Records taken from a collection:
start

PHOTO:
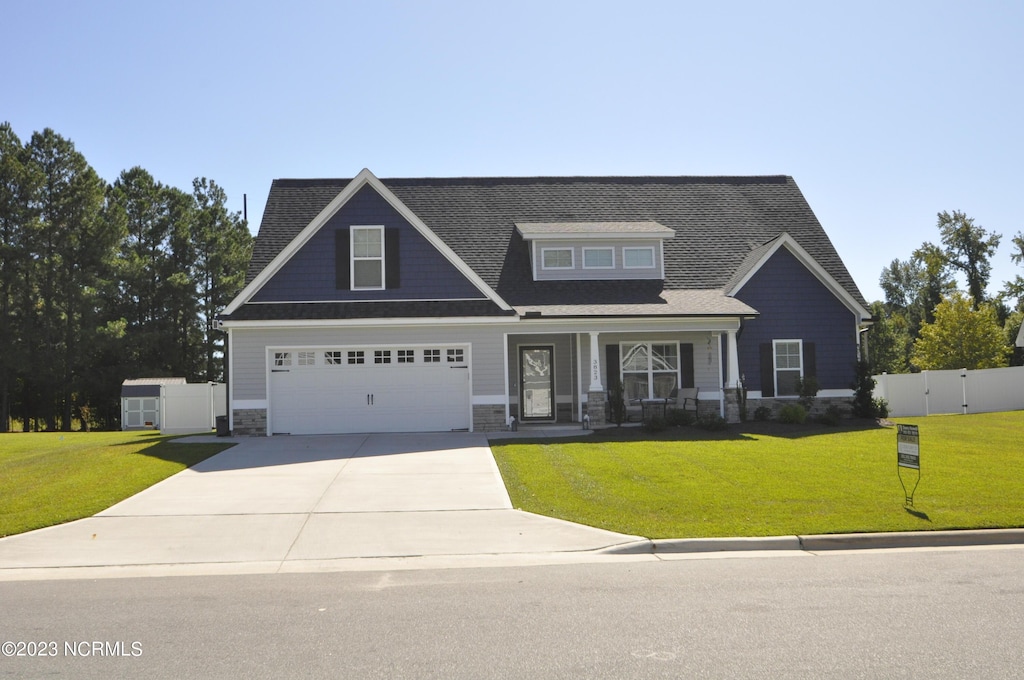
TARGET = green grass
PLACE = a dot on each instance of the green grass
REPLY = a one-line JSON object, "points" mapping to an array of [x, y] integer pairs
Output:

end

Rewrite the records above with every "green grass" changed to "dry grass" and nothing else altered, omitting the pictures.

**ANSWER TO THIS PROBLEM**.
PHOTO:
TARGET = dry grass
PLACE = a dot on each instance of the dry grass
REPLY = a one-line JSON object, "points" mapping to an array of [x, y] integer pairs
Output:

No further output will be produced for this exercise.